• **Aim of the exercise**
Count how many lines in the data below contain the string "building", treating uppercase and lowercase as different. Reply with only the number.

>> BEGIN

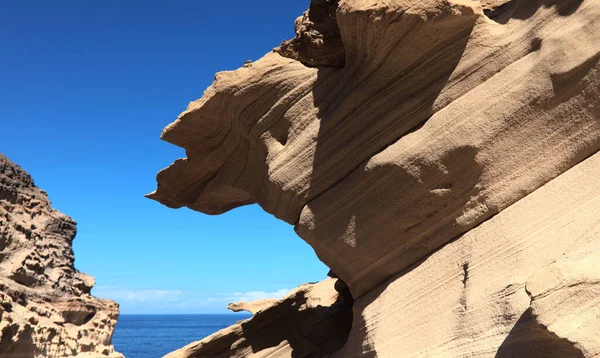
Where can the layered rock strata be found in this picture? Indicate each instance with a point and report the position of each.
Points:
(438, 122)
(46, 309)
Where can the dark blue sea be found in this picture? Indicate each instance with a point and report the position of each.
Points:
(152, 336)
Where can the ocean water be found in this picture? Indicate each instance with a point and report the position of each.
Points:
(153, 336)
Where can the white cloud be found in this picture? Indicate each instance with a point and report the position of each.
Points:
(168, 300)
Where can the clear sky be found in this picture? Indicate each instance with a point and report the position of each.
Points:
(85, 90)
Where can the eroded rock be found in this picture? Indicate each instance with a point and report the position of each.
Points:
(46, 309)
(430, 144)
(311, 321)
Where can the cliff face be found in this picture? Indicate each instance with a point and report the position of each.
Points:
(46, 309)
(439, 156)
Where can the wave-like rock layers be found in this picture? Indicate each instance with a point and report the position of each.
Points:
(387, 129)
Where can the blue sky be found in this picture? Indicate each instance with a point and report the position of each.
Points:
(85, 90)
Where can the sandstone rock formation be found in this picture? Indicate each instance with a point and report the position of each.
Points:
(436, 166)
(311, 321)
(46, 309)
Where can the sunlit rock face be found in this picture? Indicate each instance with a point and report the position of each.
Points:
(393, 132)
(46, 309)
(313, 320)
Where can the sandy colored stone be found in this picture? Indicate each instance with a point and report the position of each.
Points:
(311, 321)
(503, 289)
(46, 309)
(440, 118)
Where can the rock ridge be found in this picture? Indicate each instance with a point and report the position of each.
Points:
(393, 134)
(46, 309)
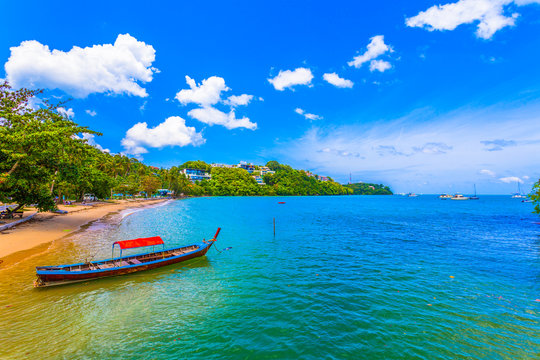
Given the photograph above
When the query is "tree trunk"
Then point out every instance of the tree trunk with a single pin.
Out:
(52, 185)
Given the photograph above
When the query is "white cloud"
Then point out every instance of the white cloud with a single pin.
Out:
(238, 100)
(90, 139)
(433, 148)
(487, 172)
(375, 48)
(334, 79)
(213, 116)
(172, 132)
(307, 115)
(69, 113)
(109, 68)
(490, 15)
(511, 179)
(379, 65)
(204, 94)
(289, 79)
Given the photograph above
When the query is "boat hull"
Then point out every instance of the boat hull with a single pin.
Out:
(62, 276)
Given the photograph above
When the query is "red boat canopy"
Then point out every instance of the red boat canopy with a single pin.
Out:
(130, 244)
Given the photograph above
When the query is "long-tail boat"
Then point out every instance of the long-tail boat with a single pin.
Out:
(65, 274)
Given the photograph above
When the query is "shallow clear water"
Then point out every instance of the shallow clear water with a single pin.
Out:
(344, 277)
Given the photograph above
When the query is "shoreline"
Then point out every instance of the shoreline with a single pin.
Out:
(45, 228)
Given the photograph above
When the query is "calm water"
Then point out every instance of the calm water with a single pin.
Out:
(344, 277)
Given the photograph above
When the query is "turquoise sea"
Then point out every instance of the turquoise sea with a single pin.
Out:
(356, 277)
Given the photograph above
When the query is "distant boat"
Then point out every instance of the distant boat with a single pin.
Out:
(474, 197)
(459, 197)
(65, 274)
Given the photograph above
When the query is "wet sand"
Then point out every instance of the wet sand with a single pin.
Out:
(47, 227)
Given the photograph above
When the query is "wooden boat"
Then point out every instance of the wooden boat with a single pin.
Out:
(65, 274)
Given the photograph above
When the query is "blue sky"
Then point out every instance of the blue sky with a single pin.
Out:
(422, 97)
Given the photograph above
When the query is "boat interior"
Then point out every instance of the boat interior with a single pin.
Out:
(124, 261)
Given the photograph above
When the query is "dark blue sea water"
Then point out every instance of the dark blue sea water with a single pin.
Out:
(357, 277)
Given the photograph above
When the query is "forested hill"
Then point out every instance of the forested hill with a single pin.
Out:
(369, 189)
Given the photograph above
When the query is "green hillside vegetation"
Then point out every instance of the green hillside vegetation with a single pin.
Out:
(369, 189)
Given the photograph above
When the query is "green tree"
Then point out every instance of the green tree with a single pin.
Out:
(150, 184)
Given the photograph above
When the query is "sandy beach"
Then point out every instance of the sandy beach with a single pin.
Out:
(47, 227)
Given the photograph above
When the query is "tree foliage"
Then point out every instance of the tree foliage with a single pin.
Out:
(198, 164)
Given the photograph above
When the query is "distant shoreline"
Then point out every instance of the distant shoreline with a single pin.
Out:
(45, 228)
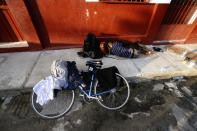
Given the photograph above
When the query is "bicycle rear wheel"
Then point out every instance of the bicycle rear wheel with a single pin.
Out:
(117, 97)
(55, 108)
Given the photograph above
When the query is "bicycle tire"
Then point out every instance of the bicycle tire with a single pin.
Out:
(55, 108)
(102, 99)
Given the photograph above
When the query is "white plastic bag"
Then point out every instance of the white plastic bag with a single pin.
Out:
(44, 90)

>> END
>> BEGIN

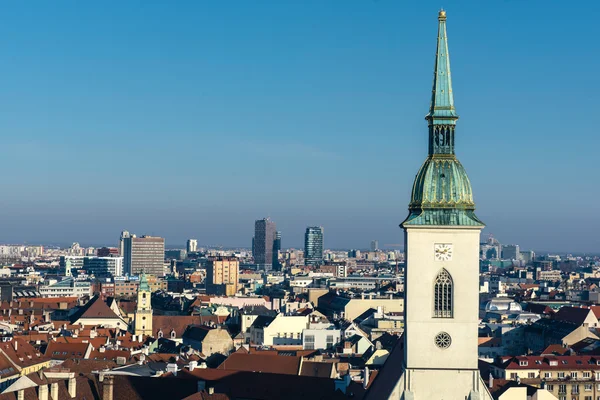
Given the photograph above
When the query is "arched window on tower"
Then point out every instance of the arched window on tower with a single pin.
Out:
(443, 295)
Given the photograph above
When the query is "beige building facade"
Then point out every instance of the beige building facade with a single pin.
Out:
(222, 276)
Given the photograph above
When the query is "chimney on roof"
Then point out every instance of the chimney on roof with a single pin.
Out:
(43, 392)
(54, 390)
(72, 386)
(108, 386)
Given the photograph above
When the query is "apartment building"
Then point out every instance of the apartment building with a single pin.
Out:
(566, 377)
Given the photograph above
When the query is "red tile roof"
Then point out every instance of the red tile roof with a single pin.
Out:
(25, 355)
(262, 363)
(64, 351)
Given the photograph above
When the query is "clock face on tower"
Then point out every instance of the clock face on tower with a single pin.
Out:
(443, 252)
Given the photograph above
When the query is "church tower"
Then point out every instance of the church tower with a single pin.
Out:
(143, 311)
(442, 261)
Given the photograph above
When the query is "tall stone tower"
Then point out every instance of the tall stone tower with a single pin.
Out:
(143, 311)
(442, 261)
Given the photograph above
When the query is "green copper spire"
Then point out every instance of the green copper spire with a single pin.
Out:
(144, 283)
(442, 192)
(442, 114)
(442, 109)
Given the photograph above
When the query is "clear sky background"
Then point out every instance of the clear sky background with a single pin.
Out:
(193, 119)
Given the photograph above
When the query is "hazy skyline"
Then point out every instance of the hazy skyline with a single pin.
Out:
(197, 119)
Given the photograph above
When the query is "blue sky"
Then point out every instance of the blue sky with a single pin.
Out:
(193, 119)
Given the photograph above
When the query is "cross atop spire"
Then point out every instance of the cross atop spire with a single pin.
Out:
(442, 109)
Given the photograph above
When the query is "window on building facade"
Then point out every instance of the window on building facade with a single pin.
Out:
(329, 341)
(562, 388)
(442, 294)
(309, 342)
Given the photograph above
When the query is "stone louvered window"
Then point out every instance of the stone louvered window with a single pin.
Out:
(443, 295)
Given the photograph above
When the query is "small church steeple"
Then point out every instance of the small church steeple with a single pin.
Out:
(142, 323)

>> END

• **Finished answer**
6